[Selected excerpt Boundary: Start]

Mitt Romney walks onto Detroit's Ford Field on Feb. 24, 2012. (Holly Bailey/Yahoo News)DETROIT--In what his campaign billed as a major economic speech, Mitt Romney sought to boost his conservative credentials by pledging "more jobs, less debt and smaller government" if he is elected president.
Criticizing President Barack Obama's handling of the economy, Romney said in a speech delivered from the 30-yard line of Ford Field, the home of the NFL's Detroit Lions, that he is "offering more than just a change in policy" from the current administration.
"I am offering a dramatic change in perspective and philosophy," Romney said.
The speech largely summarized and reiterated the economic message that Romney has put forward during his presidential campaign. He proposed cutting individual marginal income tax rates by 20 percent; reducing the corporate tax rate to 25 percent, from 35 percent; eliminating capital gains taxes for people with incomes below $200,000; abolishing the alternative minimum tax and the estate tax; indexing the eligibility age for Medicare to longevity; allowing private insurers to compete with Medicare; eliminating the Affordable Care Act, Obama's health care law; and reducing federal spending to 20 percent of the national economy by making "hundreds of billions of dollars in cuts," including to programs like Amtrak and Planned Parenthood.
Romney received an instant avalanche of criticism on Twitter after the speech for saying of his wife's affection for American cars, "Ann drives a couple Cadillacs, actually." (A Cadillac SRX, a campaign spokesman later confirmed. She has one at their home in California and another in Massachusetts. Mitt, for his part, owns a Ford Mustang and a Ford truck.)

[Selected excerpt Boundary: End]
[Given entries Boundary: Start]

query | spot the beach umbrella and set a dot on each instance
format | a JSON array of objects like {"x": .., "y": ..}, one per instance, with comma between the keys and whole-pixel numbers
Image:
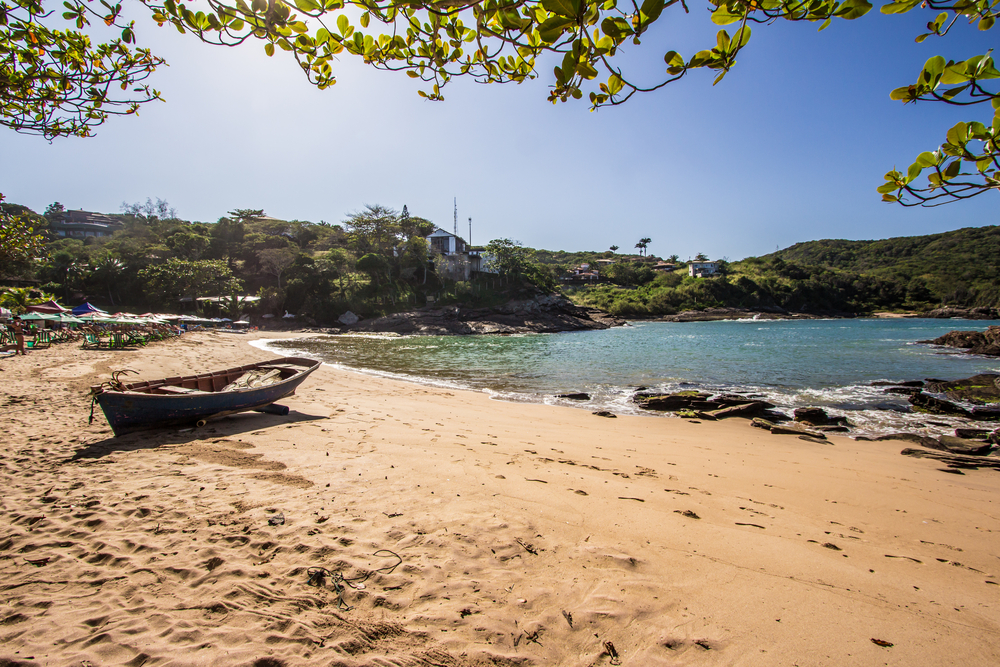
[
  {"x": 49, "y": 307},
  {"x": 87, "y": 309}
]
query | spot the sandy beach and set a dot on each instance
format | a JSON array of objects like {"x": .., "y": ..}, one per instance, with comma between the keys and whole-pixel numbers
[{"x": 469, "y": 532}]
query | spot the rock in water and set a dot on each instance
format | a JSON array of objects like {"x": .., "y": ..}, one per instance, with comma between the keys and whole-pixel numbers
[
  {"x": 928, "y": 403},
  {"x": 963, "y": 446},
  {"x": 976, "y": 342}
]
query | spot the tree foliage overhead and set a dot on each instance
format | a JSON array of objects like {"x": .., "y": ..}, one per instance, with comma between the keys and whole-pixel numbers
[
  {"x": 20, "y": 238},
  {"x": 56, "y": 82}
]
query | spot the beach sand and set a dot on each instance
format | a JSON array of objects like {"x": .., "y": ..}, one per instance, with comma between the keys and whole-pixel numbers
[{"x": 521, "y": 534}]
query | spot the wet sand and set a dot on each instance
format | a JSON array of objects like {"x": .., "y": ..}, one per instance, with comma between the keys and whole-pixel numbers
[{"x": 469, "y": 532}]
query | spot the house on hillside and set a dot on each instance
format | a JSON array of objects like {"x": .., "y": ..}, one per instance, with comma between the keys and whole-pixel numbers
[
  {"x": 81, "y": 224},
  {"x": 581, "y": 274},
  {"x": 454, "y": 258},
  {"x": 702, "y": 269}
]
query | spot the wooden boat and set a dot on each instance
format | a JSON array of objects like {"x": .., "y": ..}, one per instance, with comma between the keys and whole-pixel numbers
[{"x": 193, "y": 399}]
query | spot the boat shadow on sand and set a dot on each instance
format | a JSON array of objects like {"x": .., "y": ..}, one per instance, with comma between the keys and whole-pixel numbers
[{"x": 223, "y": 427}]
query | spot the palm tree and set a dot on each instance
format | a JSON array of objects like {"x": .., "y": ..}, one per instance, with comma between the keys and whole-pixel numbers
[{"x": 17, "y": 299}]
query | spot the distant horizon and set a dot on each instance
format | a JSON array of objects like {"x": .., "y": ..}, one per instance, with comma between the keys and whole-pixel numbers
[{"x": 788, "y": 148}]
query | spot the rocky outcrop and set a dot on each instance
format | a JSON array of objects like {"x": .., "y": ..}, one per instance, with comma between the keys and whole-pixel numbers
[
  {"x": 549, "y": 313},
  {"x": 713, "y": 314},
  {"x": 963, "y": 313},
  {"x": 975, "y": 342},
  {"x": 818, "y": 417},
  {"x": 705, "y": 406},
  {"x": 982, "y": 388}
]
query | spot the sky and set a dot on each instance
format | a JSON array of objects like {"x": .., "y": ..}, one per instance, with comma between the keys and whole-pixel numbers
[{"x": 789, "y": 147}]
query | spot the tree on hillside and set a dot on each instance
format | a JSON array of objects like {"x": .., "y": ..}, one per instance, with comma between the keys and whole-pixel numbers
[
  {"x": 507, "y": 257},
  {"x": 161, "y": 210},
  {"x": 20, "y": 241},
  {"x": 374, "y": 229},
  {"x": 274, "y": 261},
  {"x": 246, "y": 214},
  {"x": 178, "y": 278},
  {"x": 59, "y": 83}
]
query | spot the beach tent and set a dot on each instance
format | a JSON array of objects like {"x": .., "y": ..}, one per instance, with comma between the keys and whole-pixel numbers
[
  {"x": 48, "y": 307},
  {"x": 87, "y": 309}
]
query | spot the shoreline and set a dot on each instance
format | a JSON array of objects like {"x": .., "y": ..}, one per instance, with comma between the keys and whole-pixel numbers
[
  {"x": 527, "y": 534},
  {"x": 893, "y": 416}
]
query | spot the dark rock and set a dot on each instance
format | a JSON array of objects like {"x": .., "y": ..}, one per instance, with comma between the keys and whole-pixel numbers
[
  {"x": 986, "y": 414},
  {"x": 910, "y": 437},
  {"x": 682, "y": 400},
  {"x": 980, "y": 434},
  {"x": 975, "y": 342},
  {"x": 539, "y": 313},
  {"x": 962, "y": 313},
  {"x": 776, "y": 417},
  {"x": 927, "y": 403},
  {"x": 983, "y": 387},
  {"x": 954, "y": 460},
  {"x": 906, "y": 391},
  {"x": 818, "y": 417},
  {"x": 963, "y": 446},
  {"x": 746, "y": 410},
  {"x": 795, "y": 429}
]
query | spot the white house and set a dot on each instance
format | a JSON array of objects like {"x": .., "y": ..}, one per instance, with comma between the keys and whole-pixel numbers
[
  {"x": 702, "y": 269},
  {"x": 454, "y": 258}
]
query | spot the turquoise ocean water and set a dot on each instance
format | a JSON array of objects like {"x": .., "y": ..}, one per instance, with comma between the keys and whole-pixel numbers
[{"x": 827, "y": 363}]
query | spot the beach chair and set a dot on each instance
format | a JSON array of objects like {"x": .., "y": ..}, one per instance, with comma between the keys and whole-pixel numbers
[{"x": 42, "y": 339}]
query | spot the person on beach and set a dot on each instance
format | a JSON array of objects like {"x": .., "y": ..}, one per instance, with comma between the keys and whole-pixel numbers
[{"x": 18, "y": 337}]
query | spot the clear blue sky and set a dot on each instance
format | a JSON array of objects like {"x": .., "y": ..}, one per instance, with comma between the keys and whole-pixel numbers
[{"x": 789, "y": 147}]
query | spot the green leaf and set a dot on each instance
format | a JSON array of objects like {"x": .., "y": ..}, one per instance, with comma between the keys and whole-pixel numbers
[
  {"x": 614, "y": 84},
  {"x": 566, "y": 8},
  {"x": 651, "y": 9},
  {"x": 926, "y": 159},
  {"x": 722, "y": 16}
]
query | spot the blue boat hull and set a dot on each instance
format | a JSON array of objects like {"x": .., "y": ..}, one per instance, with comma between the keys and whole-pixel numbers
[{"x": 136, "y": 409}]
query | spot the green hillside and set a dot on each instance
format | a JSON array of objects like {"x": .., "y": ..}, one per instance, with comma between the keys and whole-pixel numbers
[{"x": 959, "y": 268}]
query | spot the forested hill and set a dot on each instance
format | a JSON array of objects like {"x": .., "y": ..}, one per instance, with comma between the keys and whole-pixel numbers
[
  {"x": 960, "y": 267},
  {"x": 966, "y": 252}
]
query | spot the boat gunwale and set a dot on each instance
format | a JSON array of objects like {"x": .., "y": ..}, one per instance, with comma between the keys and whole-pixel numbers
[{"x": 146, "y": 387}]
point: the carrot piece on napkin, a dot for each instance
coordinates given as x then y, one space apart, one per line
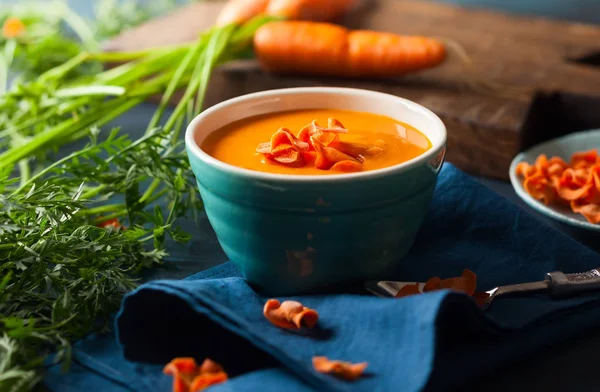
290 314
189 377
345 370
466 283
575 184
407 290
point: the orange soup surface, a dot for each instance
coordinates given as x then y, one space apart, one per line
316 142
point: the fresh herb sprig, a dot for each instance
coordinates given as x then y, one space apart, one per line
62 272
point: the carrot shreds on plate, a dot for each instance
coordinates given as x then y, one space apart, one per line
575 184
290 314
345 370
189 377
319 146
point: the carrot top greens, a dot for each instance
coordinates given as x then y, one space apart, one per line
63 268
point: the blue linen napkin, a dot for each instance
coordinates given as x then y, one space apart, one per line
434 341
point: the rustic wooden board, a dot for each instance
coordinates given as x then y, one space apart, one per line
557 64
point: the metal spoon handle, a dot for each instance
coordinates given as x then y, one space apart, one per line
561 285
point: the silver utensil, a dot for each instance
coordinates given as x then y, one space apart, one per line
556 285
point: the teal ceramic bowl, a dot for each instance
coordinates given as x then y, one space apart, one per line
296 234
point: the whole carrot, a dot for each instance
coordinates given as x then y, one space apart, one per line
324 49
240 11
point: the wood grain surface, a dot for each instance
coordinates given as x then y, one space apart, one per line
553 65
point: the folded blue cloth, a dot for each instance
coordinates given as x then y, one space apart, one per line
434 341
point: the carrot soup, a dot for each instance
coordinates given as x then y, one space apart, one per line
316 142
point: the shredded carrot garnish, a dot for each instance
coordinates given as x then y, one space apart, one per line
319 146
13 28
189 377
290 314
345 370
575 184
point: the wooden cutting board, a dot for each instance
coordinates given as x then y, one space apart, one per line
555 64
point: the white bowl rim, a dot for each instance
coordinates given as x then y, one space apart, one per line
265 176
535 204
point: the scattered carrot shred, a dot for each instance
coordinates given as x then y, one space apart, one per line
290 314
345 370
13 28
189 377
575 184
466 283
319 146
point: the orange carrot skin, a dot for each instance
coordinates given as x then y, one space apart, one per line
309 48
241 11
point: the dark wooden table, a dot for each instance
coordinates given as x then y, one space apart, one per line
567 367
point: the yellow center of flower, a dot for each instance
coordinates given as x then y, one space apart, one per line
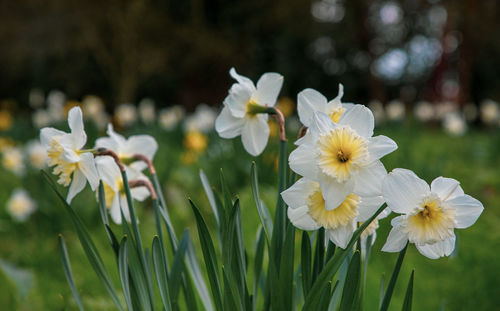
62 168
339 216
342 151
431 223
336 114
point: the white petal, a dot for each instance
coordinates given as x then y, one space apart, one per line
438 249
396 240
302 162
368 180
446 188
255 134
359 118
108 171
228 126
75 121
87 166
342 235
268 88
309 101
300 218
403 190
242 79
141 144
368 206
299 192
380 146
467 210
77 185
47 134
334 192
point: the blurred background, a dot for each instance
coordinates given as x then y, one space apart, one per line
427 69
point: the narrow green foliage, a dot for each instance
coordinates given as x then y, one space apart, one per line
305 263
88 246
392 282
208 250
67 272
351 286
409 294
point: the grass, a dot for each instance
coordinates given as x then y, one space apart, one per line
470 279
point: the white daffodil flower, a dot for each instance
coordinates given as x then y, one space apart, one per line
242 115
72 164
430 214
343 157
309 101
114 192
307 211
125 148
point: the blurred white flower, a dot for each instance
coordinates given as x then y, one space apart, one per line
430 214
125 115
114 192
343 157
147 111
489 111
37 155
470 112
72 164
242 115
202 120
424 111
41 118
310 101
36 98
126 148
378 111
55 105
454 124
395 110
13 160
307 211
20 205
169 117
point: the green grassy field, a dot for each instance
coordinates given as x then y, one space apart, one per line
468 280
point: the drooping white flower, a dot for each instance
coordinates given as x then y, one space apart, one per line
127 147
13 160
310 101
343 157
307 211
20 205
37 154
114 192
239 115
429 214
72 164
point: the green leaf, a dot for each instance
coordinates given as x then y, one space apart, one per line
351 286
392 282
208 250
409 294
88 246
123 270
67 271
161 272
264 216
305 263
333 265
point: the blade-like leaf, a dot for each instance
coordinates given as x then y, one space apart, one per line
409 294
67 272
88 246
351 286
392 281
208 250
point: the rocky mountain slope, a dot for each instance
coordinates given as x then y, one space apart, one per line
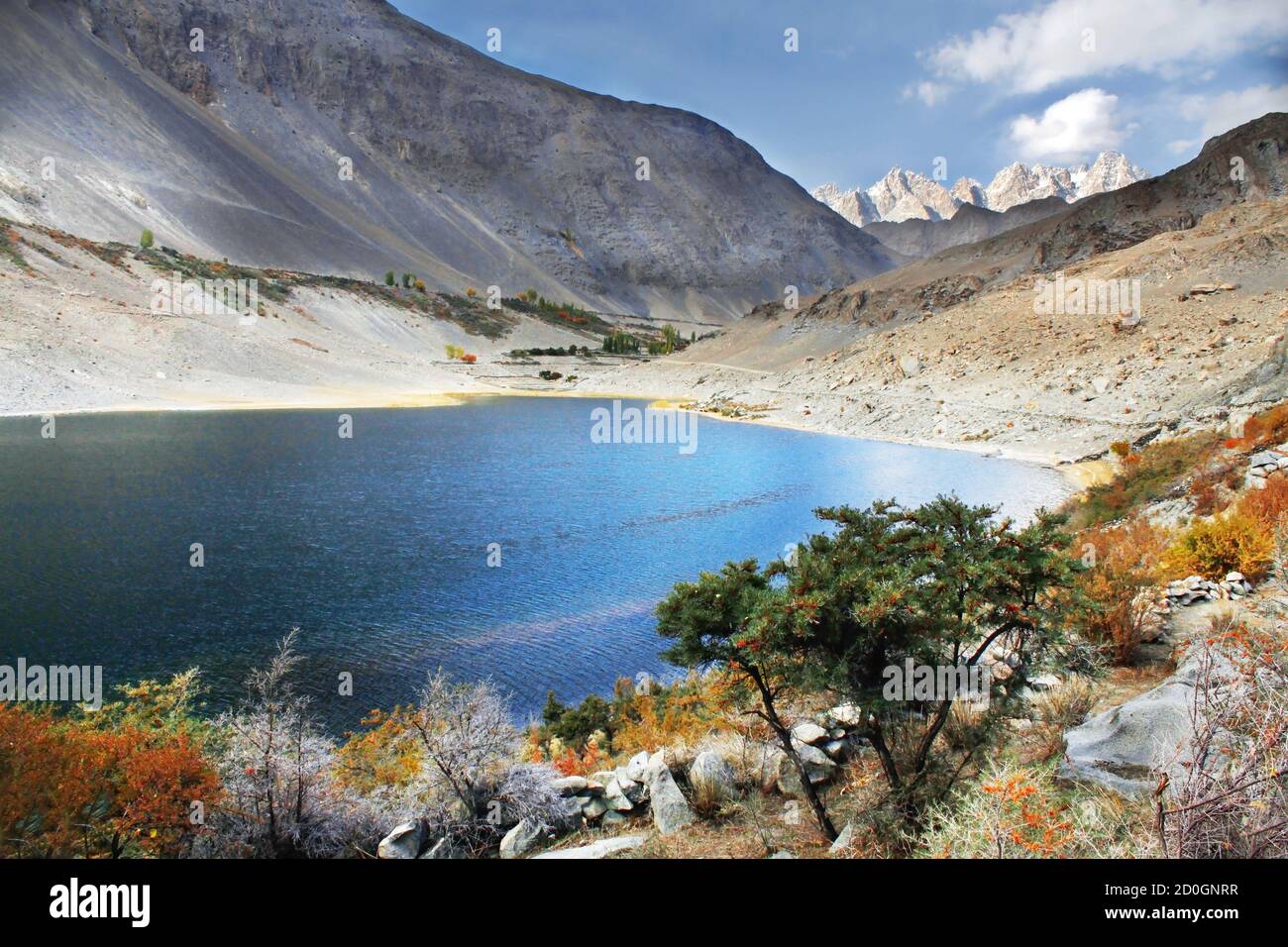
952 350
464 170
910 196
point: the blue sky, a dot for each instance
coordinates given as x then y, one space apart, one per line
979 82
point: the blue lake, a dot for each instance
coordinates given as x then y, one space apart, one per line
376 547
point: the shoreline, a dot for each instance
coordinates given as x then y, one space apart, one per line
1077 474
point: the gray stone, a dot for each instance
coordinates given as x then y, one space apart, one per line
845 715
836 749
443 849
844 840
570 785
592 806
670 808
712 771
1127 748
818 768
809 733
599 849
631 789
636 767
520 839
403 841
616 797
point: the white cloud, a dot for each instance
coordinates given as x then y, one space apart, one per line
1074 127
930 93
1030 52
1228 110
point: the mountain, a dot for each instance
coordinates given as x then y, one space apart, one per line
953 350
914 237
464 170
910 196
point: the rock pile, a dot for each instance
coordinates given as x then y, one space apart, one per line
1186 591
1262 464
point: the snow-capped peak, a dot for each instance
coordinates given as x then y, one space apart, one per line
906 195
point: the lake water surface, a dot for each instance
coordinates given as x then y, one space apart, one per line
376 547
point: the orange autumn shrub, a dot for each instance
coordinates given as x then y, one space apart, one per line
381 753
1012 812
69 788
1124 565
1211 548
682 714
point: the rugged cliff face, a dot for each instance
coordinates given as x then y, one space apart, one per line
465 170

[Given entries Boundary: End]

:: Parts of the exercise ::
1. List every tax that the Romney speech article says Romney proposed eliminating or abolishing.
2. Decide whether each statement agrees with the Romney speech article, giving yes or no and quoting the words that settle it: (a) Romney gave the speech from the 50-yard line of Ford Field. (b) Romney proposed lowering the corporate tax rate from 35 percent to 25 percent. (c) Mitt Romney owns a Cadillac.
3. Copy the passage of the Romney speech article starting with "The speech largely" and going on through "and Planned Parenthood.".

:: Exercise results ::
1.
- Capital gains taxes, for people with incomes below $200,000
- The alternative minimum tax
- The estate tax

2.
(a) No: "delivered from the 30-yard line of Ford Field"
(b) Yes: "reducing the corporate tax rate to 25 percent, from 35 percent"
(c) No: "Mitt, for his part, owns a Ford Mustang and a Ford truck."

3.
The speech largely summarized and reiterated the economic message that Romney has put forward during his presidential campaign. He proposed cutting individual marginal income tax rates by 20 percent; reducing the corporate tax rate to 25 percent, from 35 percent; eliminating capital gains taxes for people with incomes below $200,000; abolishing the alternative minimum tax and the estate tax; indexing the eligibility age for Medicare to longevity; allowing private insurers to compete with Medicare; eliminating the Affordable Care Act, Obama's health care law; and reducing federal spending to 20 percent of the national economy by making "hundreds of billions of dollars in cuts," including to programs like Amtrak and Planned Parenthood.